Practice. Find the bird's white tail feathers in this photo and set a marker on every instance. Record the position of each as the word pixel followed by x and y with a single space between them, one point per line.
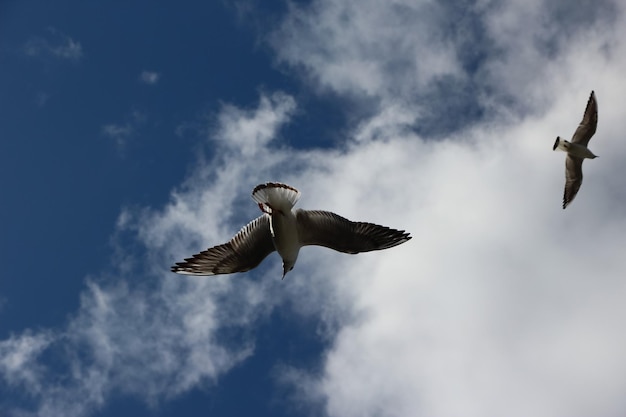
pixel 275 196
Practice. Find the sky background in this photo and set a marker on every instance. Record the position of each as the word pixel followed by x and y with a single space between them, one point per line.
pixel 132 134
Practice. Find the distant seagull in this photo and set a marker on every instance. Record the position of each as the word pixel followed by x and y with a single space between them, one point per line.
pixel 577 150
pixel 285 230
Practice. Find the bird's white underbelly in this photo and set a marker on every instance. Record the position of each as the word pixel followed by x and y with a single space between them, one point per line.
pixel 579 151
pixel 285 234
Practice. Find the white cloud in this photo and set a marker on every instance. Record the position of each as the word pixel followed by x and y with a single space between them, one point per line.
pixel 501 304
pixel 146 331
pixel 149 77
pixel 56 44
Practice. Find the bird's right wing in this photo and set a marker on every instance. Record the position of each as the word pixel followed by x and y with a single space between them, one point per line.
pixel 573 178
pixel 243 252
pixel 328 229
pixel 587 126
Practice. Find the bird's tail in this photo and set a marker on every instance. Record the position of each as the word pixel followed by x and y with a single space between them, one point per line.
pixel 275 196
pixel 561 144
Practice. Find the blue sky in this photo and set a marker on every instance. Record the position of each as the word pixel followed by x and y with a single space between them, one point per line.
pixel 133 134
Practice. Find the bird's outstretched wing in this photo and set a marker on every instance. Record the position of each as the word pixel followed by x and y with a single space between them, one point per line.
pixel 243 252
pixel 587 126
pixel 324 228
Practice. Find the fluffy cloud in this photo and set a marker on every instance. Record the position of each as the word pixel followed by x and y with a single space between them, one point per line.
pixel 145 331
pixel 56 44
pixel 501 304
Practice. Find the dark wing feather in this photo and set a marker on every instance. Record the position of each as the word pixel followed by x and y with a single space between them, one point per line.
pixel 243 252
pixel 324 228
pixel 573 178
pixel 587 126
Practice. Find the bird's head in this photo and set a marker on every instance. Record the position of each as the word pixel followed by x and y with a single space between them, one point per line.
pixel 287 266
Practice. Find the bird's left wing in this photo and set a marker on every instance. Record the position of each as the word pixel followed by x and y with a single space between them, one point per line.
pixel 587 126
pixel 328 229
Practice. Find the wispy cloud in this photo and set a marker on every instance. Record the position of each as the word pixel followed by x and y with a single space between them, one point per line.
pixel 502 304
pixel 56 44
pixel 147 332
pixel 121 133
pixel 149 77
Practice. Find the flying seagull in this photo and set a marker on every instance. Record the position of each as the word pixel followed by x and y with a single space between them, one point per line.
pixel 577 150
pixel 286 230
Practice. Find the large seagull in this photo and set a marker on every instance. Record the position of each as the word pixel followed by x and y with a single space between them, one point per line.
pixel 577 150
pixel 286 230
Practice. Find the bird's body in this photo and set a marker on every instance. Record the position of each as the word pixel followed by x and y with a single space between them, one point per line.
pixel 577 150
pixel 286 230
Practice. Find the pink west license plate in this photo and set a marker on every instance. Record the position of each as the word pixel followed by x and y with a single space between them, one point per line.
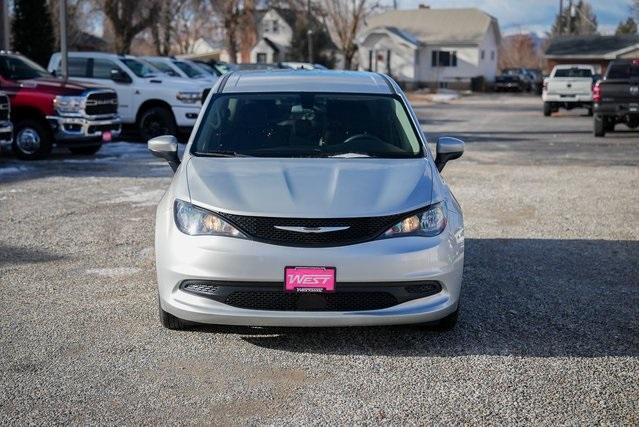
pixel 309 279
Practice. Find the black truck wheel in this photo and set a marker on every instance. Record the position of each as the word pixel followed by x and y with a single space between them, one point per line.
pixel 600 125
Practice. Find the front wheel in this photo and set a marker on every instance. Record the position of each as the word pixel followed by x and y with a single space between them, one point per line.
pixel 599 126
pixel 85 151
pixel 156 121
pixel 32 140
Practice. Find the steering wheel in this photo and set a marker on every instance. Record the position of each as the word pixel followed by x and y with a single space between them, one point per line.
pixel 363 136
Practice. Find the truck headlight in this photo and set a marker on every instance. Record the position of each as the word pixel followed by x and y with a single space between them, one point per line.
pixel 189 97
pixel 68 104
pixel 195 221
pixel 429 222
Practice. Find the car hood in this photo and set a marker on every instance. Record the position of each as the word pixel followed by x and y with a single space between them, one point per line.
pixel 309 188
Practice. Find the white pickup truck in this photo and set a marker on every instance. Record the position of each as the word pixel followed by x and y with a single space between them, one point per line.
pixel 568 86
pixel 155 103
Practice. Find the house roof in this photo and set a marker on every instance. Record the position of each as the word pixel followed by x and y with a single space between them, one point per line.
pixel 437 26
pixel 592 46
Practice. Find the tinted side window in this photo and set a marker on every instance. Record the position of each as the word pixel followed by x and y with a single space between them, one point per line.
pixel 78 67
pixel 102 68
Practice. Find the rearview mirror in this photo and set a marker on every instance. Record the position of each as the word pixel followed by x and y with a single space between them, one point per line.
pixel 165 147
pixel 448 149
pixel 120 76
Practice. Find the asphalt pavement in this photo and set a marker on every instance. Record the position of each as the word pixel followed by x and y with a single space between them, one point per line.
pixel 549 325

━━━━━━━━

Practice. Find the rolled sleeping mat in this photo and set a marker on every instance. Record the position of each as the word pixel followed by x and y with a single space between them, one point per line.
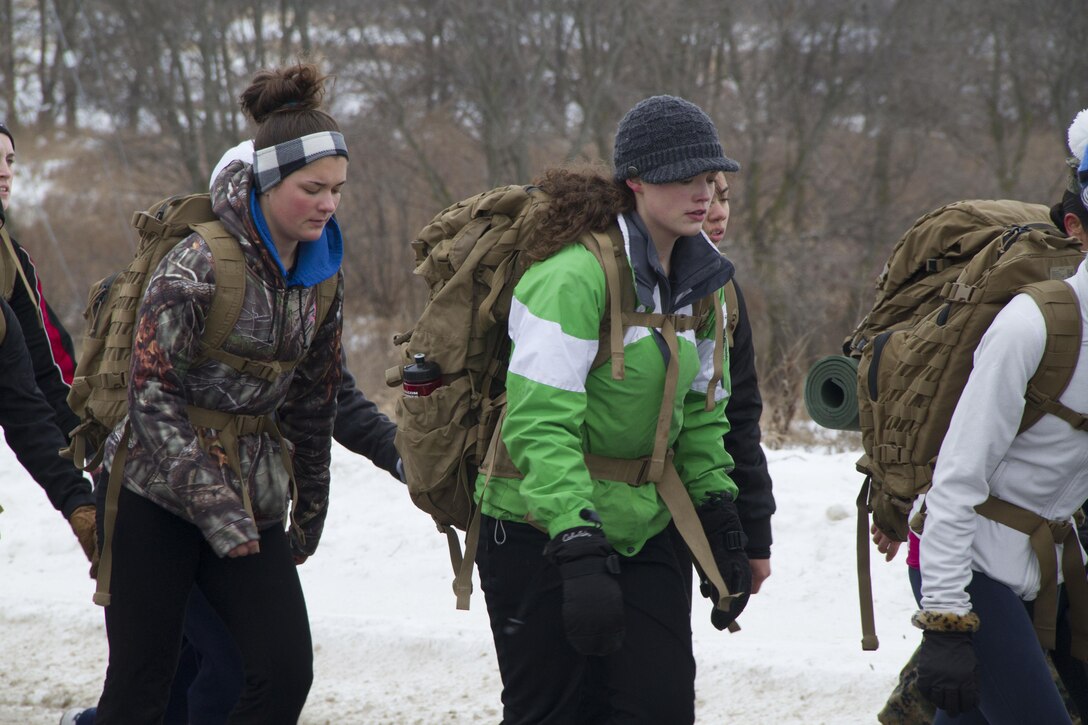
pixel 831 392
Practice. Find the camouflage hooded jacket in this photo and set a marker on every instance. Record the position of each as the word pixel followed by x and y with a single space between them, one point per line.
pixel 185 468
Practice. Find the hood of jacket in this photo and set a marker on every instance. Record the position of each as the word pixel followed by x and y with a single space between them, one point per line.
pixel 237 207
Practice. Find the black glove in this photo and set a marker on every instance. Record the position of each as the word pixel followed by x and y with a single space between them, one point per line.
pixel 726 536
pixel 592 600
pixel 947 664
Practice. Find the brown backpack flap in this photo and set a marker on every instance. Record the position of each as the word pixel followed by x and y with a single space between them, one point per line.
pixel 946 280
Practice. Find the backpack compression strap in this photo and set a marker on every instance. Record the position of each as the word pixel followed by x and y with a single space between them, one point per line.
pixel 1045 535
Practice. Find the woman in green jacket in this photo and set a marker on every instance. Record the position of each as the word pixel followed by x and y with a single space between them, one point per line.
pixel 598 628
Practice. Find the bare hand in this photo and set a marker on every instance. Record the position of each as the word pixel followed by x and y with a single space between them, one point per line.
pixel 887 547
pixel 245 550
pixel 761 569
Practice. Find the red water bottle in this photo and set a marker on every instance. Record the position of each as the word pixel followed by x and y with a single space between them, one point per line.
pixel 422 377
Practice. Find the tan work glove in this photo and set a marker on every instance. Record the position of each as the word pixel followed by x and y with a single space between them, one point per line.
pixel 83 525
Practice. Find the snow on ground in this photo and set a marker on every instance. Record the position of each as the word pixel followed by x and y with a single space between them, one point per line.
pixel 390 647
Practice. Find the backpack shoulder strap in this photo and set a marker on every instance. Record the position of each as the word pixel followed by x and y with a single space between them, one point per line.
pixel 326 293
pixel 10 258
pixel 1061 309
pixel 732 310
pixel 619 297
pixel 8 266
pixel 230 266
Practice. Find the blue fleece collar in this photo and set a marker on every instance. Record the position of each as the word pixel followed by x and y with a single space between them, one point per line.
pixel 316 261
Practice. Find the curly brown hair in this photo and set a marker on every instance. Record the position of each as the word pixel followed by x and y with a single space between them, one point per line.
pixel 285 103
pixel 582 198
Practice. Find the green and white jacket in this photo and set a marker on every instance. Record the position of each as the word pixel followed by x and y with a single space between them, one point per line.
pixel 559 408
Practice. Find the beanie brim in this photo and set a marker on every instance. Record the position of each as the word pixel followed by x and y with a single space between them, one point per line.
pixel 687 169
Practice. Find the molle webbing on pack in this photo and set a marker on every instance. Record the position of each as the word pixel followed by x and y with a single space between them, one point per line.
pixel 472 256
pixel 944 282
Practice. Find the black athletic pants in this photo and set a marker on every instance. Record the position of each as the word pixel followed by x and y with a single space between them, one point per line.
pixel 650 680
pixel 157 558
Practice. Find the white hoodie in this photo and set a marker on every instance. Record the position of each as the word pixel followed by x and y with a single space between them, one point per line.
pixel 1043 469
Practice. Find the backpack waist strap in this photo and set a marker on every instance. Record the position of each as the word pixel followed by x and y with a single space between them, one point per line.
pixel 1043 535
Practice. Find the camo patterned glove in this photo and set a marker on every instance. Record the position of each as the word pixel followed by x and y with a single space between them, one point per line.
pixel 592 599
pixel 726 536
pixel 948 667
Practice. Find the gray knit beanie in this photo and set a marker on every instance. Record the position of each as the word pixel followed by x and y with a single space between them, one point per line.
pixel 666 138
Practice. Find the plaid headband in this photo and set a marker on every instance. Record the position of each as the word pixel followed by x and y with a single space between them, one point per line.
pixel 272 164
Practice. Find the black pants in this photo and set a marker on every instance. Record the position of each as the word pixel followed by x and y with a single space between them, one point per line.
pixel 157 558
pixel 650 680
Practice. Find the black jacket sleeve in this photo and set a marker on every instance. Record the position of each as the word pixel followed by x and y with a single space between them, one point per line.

━━━━━━━━

Given request -
Express as a numbered list the lines of the records from the one containing "Practice. Find the gray" through the one containing "pixel 272 164", both included, leaving out any blank lines.

Answer to this problem -
1. Practice. Find the gray knit beanie in this photo and set a marker on every instance. Record the position of each as the word pixel followed by x and y with a single space between them, one point per line.
2. pixel 666 138
3. Practice. Find the plaid headband in this photo and set a marker on every instance. Record the position of each as the word pixel followed by x and y with a single space between them, one point per line.
4. pixel 272 164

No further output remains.